Treść zadania 1. Jak będzie wyglądał odcinek wierszy materiału do ćwiczenia od wiersza z „Pinpoint the white plaster” do wiersza z „[366, 225, 467, 260]” po zamianie „wall” na „facade”, gdy cała reszta pozostanie bez zmian?

Fragment dokumentu.
********
Jeśli nadal będą powstawały takie plany i decyzje, jak do tej pory, to ze Wschodzącego Białegostoku zrobi się Białystok Zachodzący. Potem zostanie już ciemna noc. Na razie jednak to przedsiębiorcy i mieszkańcy zachodzą w głowę, jak w ogóle można tworzyć plany rozwoju miasta zabijając podstawowe koło zamachowe – gospodarkę?
O tym, że budowa dróg pozbawiła już zarobku niejednego przedsiębiorcę informowały różne media. Tym razem jednak chodzi o zakłady Pilkington, które dają miejsca pracy ponad 150 pracownikom i utrzymanie ich rodzinom. Dotychczas to mniejsi przedsiębiorcy musieli polikwidować swoje stragany i małe sklepiki, między innymi na Jurowieckiej, na Konstytucji 3 Maja, przy Raginisa oraz na Andersa. Ludzie przeklinali władze Białegostoku, bo wielu z nich dołączyło do szeregu bezrobotnych. Inni wyjechali za granicę, bo na miejscu nie było szans na znalezienie pracy.
Takiego losu nie chcą ani dla siebie, ani dla swojego zakładu pracy osoby zatrudnione w firmie Pilkington. Zarząd spółki także wolałby pozostać w Białymstoku, o czym poinformował media jeszcze w piątek. Prezes Pilkingtona przesłał oświadczenie, w którym czytamy:
„Zarząd Spółki Pilkington IGP Sp. z o.o. oświadcza, że zakład produkcji szyb zespolonych i stojaków metalowych w Białymstoku jest kluczowym zakładem w sieci Pilkington IGP Sp. z o.o. Kontynuacja produkcji w tym zakładzie jest bardzo ważna dla prowadzenia działalności Spółki. Zarząd nie planuje zamknięcia zakładu w Białymstoku ani przenoszenia produkcji. Decyzje administracyjne lokalnych władz dotyczące terenu, na którym znajduje się zakład Pilkington IGP Sp. z o.o w Białymstoku, powinny uwzględniać alternatywne propozycje dla prowadzenia działalności Spółki oraz zapewniania 100 miejsc pracy”.
********
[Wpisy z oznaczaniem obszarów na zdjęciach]
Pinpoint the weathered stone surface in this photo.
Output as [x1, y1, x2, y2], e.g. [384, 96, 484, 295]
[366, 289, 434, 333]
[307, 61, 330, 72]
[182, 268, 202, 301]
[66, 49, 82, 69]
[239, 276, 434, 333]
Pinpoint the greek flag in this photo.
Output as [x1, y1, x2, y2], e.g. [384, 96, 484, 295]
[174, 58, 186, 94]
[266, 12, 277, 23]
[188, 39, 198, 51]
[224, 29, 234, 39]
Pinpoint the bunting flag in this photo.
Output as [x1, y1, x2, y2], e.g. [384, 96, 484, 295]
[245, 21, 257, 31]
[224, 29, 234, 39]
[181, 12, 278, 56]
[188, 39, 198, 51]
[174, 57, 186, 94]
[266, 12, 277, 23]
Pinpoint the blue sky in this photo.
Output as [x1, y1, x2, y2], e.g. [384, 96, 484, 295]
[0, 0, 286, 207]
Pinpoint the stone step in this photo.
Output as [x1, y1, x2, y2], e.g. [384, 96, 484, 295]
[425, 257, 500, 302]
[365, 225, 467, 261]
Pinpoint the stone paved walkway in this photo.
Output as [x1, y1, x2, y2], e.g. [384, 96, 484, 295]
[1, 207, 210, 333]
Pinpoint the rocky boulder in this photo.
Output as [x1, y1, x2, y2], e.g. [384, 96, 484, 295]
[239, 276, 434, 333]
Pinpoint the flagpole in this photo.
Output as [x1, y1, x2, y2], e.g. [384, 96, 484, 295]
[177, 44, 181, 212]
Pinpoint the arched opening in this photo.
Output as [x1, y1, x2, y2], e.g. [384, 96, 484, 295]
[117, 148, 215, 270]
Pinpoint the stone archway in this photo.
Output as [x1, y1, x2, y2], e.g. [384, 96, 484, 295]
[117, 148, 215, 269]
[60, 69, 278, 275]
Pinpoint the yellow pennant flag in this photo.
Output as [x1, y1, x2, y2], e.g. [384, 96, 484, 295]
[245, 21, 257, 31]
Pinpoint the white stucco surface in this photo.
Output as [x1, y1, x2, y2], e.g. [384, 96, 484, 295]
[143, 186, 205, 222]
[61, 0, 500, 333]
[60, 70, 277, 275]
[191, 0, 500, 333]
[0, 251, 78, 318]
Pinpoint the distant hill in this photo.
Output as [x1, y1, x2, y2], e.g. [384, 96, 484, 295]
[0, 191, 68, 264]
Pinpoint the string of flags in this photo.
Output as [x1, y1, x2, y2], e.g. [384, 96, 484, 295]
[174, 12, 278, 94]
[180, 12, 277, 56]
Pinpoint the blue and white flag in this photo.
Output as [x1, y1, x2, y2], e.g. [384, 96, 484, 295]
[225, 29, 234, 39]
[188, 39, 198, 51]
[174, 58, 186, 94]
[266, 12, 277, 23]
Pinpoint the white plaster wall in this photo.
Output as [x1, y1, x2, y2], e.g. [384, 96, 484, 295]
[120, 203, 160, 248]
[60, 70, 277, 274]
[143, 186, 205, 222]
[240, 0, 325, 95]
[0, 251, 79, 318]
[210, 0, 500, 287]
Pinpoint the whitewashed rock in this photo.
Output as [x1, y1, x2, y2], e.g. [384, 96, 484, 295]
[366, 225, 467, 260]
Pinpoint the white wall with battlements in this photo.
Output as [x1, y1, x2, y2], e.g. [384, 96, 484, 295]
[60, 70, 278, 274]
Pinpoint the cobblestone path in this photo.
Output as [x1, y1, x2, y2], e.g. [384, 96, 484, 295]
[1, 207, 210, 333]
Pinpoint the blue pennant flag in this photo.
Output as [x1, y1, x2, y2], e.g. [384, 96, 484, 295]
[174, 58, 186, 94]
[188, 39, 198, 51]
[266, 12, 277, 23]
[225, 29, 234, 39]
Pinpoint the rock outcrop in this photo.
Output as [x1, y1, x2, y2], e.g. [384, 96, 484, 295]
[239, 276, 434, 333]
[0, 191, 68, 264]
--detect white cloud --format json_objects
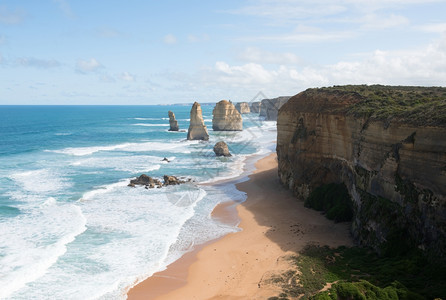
********
Treść zadania 2.
Odpowiedz na pytania do tekstu o zakładzie Pilkington w Białymstoku:
(a) Na których ulicach mniejsi przedsiębiorcy musieli zlikwidować stragany i sklepiki?
(b) Co produkuje zakład w Białymstoku według oświadczenia zarządu?
(c) Kiedy zarząd spółki poinformował media, że wolałby pozostać w Białymstoku?

Oczekiwana odpowiedź 1.
Pinpoint the white plaster facade in this photo.
Output as [x1, y1, x2, y2], e.g. [384, 96, 484, 295]
[120, 203, 160, 248]
[60, 70, 277, 274]
[143, 186, 205, 222]
[240, 0, 325, 95]
[0, 251, 79, 318]
[210, 0, 500, 287]
Pinpoint the whitewashed rock in this photo.
Output as [x1, y1, x2, y2], e.g. [384, 96, 484, 295]
[366, 225, 467, 260]

Oczekiwana odpowiedź 2.
(a) Na Jurowieckiej, na Konstytucji 3 Maja, przy Raginisa oraz na Andersa.
(b) Szyby zespolone i stojaki metalowe.
(c) Jeszcze w piątek.